-- Work request --
Starting from the line that holds "Pretty please, detect the hospital", print each remaining line of the entries exactly, ending with the last.

-- Data provided --
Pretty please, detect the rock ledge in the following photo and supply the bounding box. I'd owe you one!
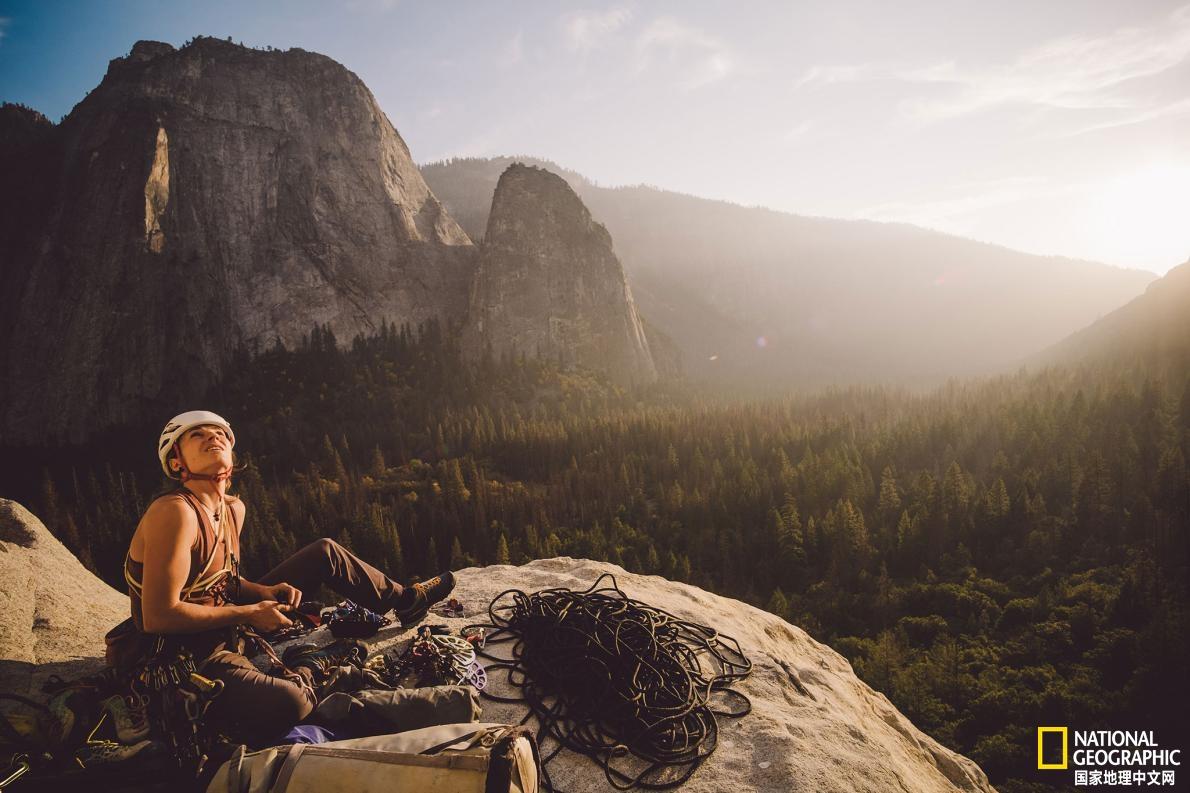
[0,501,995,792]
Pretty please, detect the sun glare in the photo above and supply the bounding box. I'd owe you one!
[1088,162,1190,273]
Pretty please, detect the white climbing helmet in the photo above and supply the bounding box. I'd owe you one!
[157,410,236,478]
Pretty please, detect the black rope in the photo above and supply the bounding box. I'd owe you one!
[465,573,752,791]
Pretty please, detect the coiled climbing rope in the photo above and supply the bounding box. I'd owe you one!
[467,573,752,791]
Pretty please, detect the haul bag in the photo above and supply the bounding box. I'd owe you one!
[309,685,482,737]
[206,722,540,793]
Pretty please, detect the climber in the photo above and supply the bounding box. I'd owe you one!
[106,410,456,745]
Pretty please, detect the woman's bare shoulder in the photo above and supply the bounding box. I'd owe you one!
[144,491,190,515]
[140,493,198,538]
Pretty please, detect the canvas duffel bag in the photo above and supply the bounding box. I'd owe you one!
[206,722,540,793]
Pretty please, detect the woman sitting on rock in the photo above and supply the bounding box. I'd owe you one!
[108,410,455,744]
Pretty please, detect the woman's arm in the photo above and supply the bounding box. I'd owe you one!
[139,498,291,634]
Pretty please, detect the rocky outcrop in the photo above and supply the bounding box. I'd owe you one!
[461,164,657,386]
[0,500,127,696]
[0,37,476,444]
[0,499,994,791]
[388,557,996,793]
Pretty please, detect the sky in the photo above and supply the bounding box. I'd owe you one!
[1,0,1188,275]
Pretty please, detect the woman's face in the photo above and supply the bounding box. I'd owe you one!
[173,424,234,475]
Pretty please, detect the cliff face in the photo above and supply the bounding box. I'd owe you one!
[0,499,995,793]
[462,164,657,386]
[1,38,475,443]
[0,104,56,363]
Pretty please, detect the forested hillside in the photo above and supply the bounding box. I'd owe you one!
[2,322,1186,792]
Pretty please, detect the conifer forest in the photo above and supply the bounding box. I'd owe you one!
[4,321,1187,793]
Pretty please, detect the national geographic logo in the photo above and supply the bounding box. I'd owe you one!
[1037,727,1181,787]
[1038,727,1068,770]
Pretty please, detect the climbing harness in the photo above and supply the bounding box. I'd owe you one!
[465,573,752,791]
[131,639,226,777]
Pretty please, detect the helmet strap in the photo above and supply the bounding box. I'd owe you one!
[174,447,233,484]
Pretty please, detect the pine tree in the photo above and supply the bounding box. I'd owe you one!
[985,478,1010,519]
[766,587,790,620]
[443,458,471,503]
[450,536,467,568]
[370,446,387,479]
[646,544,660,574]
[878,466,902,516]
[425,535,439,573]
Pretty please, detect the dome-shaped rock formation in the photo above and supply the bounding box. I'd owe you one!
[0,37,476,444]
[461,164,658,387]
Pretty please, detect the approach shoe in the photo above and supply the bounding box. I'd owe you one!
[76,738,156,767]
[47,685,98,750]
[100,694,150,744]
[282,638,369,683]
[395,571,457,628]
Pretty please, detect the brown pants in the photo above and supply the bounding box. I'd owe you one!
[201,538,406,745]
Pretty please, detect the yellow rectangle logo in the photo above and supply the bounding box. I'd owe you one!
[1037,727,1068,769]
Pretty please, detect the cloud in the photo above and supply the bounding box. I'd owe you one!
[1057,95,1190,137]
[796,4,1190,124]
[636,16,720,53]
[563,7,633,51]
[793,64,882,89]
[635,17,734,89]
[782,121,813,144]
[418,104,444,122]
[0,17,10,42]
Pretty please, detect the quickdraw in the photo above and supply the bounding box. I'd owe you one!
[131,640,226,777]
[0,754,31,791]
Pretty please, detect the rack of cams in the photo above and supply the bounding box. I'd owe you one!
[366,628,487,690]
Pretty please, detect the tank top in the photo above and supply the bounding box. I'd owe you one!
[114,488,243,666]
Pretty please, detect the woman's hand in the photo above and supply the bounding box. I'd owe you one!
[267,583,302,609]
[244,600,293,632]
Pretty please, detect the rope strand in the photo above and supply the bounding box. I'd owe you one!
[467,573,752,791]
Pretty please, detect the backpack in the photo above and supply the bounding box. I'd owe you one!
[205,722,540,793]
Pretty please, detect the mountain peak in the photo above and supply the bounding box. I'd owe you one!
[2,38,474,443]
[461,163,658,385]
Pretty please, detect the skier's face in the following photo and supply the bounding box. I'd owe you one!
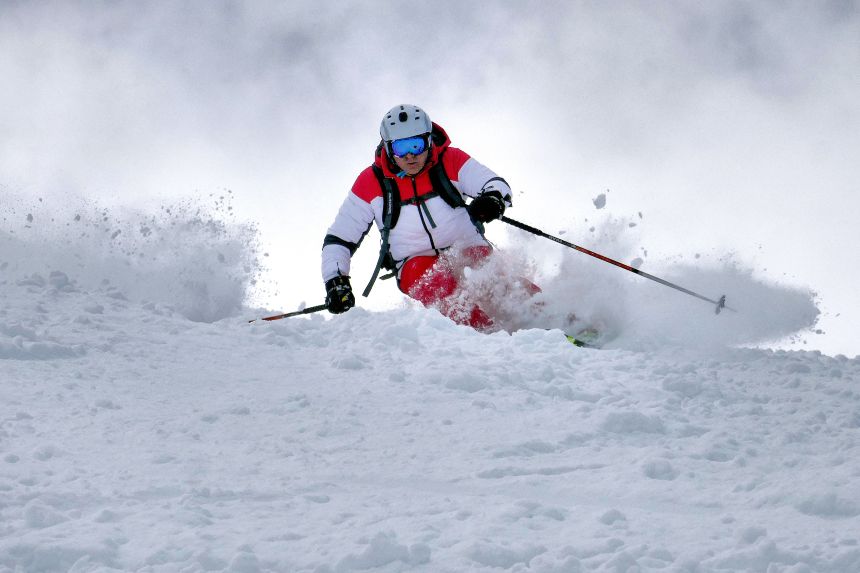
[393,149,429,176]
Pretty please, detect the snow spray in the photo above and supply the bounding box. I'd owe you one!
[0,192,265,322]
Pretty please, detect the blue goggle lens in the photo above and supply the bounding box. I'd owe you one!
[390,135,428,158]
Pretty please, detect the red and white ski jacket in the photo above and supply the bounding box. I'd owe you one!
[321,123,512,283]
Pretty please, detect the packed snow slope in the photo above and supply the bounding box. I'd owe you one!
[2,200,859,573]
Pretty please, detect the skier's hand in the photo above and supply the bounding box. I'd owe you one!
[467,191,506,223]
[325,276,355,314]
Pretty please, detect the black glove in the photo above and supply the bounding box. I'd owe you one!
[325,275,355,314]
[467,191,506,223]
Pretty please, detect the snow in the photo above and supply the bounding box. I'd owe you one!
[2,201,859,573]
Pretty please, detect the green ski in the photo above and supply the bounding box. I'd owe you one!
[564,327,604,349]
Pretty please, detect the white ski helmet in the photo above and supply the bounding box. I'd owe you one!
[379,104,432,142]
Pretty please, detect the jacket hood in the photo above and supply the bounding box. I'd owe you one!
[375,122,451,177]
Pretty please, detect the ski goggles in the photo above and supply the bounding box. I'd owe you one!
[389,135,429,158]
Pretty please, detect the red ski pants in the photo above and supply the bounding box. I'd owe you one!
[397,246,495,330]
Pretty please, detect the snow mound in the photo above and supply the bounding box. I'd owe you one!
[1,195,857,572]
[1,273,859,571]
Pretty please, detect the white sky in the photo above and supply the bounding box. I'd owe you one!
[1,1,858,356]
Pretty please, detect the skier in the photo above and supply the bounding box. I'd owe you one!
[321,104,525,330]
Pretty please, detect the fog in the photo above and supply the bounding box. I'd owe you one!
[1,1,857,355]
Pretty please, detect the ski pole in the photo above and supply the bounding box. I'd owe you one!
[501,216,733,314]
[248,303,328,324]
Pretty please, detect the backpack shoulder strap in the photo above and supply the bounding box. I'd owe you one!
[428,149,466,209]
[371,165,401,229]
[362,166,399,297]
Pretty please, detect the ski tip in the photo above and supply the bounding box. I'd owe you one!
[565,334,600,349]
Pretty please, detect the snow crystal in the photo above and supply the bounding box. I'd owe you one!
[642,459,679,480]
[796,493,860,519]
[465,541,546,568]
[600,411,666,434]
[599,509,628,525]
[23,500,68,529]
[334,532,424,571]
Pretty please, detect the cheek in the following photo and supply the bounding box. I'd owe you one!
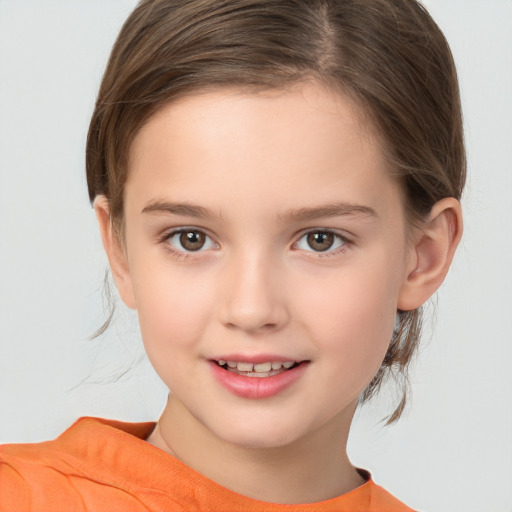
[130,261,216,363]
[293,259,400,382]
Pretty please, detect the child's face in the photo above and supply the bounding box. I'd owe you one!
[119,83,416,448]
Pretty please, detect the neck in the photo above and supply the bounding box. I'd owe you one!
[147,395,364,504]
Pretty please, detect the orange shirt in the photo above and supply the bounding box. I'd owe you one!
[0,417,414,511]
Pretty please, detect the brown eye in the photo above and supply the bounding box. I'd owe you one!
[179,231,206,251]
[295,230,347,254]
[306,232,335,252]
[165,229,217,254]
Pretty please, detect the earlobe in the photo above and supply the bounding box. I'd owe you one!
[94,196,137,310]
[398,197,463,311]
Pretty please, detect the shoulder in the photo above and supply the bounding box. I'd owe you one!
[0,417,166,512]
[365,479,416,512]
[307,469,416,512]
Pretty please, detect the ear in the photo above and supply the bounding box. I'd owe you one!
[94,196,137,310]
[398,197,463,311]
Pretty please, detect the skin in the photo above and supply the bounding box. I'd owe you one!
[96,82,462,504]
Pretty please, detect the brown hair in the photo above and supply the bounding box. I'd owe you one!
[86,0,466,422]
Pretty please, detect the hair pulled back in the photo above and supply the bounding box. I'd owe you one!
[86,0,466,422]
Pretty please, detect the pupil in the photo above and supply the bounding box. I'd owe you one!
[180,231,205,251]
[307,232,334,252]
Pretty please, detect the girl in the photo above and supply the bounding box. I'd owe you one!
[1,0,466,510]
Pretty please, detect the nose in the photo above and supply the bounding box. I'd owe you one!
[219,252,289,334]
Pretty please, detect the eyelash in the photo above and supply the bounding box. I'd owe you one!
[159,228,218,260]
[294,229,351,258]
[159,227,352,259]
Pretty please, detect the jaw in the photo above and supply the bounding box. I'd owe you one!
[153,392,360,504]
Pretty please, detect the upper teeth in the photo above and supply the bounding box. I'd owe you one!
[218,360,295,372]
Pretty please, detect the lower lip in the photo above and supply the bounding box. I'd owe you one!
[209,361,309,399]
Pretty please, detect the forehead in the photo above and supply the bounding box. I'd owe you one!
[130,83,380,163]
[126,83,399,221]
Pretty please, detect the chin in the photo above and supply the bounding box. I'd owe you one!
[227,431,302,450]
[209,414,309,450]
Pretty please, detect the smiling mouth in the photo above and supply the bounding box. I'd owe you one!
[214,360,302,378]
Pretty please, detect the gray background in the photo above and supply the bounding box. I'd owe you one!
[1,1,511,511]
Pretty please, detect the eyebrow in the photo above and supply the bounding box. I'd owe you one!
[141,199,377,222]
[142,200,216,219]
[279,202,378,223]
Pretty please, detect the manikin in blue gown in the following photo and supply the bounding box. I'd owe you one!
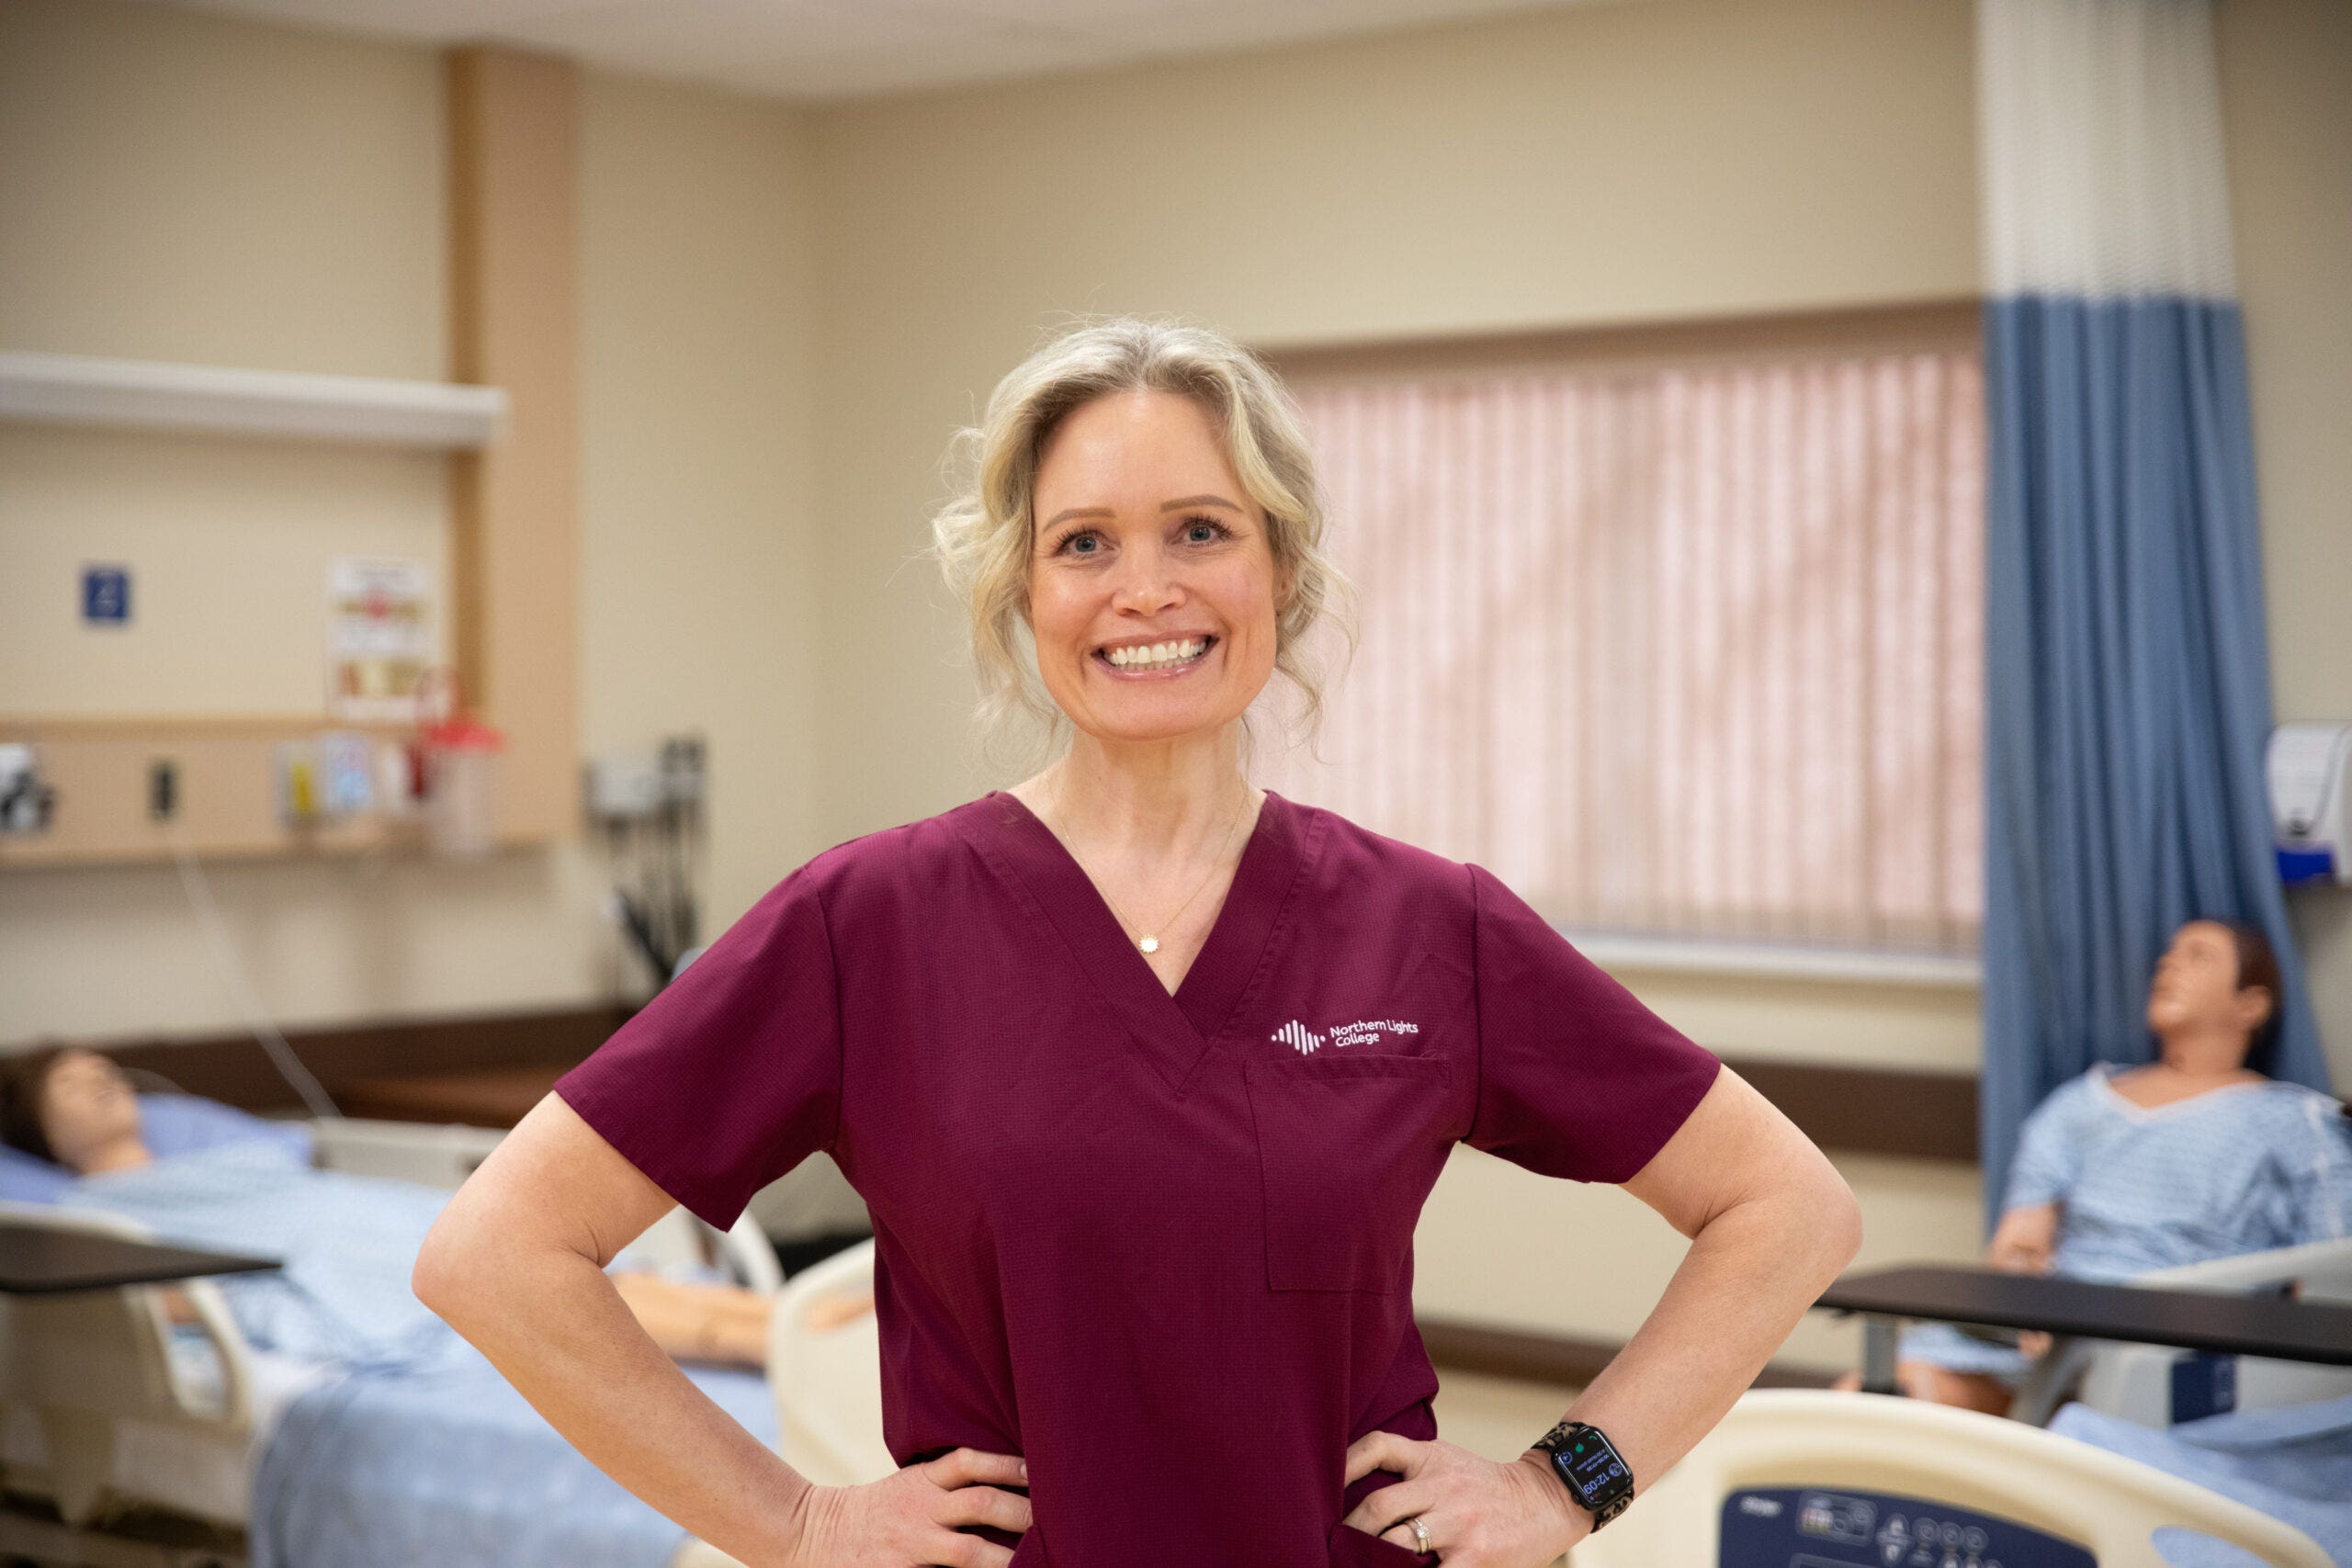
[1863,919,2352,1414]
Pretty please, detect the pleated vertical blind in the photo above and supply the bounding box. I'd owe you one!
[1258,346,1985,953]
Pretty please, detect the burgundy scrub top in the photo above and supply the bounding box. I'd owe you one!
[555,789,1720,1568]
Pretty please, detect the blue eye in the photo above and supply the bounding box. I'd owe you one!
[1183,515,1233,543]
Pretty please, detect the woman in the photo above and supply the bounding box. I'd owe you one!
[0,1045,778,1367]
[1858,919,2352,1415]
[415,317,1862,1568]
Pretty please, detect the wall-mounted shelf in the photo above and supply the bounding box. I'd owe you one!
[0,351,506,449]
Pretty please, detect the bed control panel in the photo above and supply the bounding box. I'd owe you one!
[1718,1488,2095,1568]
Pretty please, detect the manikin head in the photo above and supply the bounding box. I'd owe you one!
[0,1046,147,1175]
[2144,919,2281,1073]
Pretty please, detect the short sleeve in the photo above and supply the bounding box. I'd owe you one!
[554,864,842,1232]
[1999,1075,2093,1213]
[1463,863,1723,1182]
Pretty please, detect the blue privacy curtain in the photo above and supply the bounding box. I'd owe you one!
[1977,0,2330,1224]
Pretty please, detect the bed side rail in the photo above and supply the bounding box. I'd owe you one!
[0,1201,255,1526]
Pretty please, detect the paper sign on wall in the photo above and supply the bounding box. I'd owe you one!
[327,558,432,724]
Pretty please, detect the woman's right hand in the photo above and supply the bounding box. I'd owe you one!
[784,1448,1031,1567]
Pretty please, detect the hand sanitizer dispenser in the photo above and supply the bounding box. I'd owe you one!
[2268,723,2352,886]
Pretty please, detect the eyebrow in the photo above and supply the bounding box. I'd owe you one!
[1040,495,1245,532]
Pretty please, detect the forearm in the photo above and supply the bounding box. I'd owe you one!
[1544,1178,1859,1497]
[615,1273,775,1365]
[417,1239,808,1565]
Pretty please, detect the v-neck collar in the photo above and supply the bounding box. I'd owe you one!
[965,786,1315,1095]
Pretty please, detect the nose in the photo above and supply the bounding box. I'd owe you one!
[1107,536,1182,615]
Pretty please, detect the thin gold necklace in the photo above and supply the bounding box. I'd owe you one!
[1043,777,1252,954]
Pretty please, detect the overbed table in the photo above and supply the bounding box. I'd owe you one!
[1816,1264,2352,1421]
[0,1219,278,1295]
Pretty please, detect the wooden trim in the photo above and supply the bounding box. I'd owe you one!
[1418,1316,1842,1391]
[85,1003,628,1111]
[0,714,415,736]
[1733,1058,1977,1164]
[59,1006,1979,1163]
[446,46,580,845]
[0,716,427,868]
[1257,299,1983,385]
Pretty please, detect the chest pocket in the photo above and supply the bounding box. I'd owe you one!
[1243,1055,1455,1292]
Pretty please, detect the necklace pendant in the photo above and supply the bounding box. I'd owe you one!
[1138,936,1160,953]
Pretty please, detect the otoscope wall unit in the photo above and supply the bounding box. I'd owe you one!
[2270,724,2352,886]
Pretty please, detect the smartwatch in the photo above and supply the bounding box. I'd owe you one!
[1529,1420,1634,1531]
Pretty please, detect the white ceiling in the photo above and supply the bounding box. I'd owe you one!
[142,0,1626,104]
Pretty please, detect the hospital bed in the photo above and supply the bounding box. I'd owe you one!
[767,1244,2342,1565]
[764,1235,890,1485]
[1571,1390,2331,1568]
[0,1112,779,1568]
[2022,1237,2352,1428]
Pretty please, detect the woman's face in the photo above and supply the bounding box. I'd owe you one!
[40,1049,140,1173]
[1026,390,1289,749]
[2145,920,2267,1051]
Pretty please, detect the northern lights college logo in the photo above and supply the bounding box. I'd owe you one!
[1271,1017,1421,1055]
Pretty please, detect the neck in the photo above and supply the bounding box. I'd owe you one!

-- Expected answer --
Pretty please, detect the hospital bed in the photo above and supply the bounding box. I'd owe you one!
[767,1244,2342,1565]
[764,1235,890,1485]
[1571,1390,2331,1568]
[0,1112,779,1568]
[2022,1237,2352,1428]
Pretty please, detect the woman's face in the photo above and supply the bounding box. I'd owe you one!
[40,1049,140,1173]
[1026,390,1289,749]
[2145,920,2267,1051]
Pretty please, detect the northern lights college logo in the photo above and supply the bounding box. I'd owe you one!
[1271,1017,1421,1055]
Pretty please, detect the neck in the photo above and supply the bounding box. I'd owe you one!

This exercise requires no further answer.